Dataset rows
______

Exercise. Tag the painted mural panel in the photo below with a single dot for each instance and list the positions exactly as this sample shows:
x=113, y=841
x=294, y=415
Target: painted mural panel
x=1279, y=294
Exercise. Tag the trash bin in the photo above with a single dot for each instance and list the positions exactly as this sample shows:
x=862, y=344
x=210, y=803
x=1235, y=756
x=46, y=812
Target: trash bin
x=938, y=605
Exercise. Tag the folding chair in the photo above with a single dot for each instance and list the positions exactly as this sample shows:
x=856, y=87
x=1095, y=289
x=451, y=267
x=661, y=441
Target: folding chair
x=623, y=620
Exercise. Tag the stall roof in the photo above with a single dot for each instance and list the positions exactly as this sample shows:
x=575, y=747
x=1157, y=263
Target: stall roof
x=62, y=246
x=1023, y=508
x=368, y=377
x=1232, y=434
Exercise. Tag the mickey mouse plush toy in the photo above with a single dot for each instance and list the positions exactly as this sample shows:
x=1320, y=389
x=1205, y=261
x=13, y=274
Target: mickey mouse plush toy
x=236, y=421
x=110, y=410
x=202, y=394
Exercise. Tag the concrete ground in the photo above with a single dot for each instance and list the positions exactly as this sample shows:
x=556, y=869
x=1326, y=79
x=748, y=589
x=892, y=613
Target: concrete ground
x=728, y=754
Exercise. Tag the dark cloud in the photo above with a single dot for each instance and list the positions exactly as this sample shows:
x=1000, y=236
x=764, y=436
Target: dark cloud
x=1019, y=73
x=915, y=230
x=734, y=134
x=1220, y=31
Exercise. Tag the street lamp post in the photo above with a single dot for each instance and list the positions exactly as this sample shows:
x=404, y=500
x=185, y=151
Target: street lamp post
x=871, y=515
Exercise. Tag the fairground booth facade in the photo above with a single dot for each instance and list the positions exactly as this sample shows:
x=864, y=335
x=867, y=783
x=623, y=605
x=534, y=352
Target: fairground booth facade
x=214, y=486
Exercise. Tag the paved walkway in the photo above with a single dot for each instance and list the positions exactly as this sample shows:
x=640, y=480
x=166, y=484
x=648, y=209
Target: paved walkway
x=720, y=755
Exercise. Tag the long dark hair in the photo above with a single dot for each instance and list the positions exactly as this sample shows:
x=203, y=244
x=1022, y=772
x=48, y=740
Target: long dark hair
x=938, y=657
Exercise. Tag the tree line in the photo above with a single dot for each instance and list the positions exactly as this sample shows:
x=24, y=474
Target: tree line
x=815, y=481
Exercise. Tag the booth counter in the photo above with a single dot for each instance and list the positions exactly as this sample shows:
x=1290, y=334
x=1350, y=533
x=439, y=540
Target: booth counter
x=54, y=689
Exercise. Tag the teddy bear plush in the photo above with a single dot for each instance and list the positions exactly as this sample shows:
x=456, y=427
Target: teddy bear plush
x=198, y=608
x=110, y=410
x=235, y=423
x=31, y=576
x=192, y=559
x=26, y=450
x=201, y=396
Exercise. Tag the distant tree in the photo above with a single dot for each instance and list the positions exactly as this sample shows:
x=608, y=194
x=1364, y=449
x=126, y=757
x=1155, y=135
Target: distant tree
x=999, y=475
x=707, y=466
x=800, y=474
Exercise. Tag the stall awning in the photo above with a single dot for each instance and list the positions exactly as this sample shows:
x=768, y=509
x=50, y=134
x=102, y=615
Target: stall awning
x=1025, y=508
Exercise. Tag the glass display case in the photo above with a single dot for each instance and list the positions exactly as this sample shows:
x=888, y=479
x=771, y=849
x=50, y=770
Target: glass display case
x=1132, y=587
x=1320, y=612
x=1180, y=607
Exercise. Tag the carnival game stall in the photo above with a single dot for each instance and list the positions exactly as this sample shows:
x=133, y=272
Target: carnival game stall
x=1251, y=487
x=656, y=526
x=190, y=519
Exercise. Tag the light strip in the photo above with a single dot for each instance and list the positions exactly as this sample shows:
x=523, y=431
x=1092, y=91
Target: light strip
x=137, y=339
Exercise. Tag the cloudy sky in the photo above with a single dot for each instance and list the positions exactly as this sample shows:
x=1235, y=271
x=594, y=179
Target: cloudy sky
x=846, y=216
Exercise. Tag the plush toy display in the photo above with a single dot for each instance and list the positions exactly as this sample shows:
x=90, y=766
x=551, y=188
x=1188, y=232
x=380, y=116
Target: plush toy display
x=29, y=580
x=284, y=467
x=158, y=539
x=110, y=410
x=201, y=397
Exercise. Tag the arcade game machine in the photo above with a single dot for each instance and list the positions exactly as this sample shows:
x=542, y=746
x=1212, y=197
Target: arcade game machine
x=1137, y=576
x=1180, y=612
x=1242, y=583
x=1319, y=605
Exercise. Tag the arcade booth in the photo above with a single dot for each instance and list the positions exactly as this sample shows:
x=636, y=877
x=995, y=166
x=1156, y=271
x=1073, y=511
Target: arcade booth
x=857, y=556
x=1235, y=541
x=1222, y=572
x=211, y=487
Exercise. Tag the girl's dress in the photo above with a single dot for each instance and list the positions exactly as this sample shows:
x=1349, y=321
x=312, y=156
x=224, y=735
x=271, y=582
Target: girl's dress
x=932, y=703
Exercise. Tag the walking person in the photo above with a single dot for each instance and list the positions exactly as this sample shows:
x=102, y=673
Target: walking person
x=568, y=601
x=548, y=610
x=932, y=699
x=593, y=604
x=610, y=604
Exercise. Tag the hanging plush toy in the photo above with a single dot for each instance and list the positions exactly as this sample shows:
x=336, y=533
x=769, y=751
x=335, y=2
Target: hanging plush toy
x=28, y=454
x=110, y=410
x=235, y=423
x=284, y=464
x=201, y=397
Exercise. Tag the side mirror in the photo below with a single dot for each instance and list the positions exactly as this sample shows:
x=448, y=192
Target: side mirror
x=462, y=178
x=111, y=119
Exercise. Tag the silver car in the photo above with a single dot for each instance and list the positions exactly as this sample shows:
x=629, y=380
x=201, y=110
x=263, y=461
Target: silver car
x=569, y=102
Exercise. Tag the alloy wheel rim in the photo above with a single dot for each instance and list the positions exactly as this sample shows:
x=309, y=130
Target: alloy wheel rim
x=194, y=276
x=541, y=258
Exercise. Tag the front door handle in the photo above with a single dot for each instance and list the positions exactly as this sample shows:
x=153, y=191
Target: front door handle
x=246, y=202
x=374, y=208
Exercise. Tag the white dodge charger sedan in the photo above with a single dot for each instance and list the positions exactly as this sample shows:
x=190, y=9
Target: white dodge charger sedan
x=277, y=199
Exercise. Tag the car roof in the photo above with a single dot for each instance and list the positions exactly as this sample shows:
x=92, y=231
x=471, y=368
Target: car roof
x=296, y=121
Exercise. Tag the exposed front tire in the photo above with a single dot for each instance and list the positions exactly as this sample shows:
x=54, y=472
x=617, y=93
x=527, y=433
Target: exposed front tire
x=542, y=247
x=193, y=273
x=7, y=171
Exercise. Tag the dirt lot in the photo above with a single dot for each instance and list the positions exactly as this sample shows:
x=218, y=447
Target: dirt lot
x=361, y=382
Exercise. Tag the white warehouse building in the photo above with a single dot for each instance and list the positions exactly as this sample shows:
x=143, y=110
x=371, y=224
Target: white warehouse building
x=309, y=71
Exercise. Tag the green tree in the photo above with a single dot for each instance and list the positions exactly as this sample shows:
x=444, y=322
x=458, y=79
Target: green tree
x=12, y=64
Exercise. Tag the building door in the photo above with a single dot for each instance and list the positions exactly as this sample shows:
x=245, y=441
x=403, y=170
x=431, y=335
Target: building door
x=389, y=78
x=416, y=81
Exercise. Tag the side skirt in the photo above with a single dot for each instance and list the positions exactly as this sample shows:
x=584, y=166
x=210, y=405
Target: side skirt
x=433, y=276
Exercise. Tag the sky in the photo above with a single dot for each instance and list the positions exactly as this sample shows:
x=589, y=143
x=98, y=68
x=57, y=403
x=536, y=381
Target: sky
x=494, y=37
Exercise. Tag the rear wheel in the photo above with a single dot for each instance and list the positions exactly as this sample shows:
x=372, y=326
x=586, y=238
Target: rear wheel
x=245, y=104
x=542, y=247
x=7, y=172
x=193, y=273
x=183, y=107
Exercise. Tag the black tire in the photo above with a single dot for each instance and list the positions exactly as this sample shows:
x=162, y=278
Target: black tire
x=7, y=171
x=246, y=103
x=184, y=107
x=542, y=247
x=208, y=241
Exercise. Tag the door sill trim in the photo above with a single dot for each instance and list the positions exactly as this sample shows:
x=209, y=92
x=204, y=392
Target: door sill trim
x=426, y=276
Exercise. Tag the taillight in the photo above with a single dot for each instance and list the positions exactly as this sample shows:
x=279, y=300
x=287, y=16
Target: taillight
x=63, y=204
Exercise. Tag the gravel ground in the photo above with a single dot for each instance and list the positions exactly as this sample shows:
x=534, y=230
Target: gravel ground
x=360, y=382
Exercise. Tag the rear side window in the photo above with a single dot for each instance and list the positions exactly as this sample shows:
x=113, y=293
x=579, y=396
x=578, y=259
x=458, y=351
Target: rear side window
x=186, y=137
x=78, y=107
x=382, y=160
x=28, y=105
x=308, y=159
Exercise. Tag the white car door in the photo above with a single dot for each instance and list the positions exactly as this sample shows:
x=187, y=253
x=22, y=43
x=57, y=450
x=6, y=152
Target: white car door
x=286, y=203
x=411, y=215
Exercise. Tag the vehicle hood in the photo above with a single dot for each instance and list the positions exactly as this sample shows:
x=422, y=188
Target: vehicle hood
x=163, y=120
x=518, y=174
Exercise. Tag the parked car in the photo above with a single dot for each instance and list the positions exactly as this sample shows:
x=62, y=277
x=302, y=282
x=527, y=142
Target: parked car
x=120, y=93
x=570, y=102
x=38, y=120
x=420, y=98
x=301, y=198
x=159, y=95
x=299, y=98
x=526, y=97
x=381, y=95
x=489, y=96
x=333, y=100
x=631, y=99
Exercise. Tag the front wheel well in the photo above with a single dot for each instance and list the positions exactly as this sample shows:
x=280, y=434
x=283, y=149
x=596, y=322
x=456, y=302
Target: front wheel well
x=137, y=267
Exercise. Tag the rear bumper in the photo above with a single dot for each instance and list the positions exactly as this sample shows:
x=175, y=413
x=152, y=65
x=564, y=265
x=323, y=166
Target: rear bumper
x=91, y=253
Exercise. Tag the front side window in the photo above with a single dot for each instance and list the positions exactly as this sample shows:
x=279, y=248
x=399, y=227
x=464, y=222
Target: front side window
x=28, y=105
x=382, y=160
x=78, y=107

______

Copy the stretch from the line containing "Exercise. Tag the tree" through the line containing "x=54, y=689", replacing "booth counter" with "service counter" and changing nothing else.

Exercise. Tag the tree line in the photo above with a single dot for each instance and list the positions exactly as this sample shows:
x=24, y=474
Target: tree line
x=815, y=481
Exercise. Tag the service counter in the photo above with a single dot for each instance and list the positions exactly as this sample shows:
x=1290, y=334
x=1350, y=533
x=439, y=540
Target: service counter
x=54, y=689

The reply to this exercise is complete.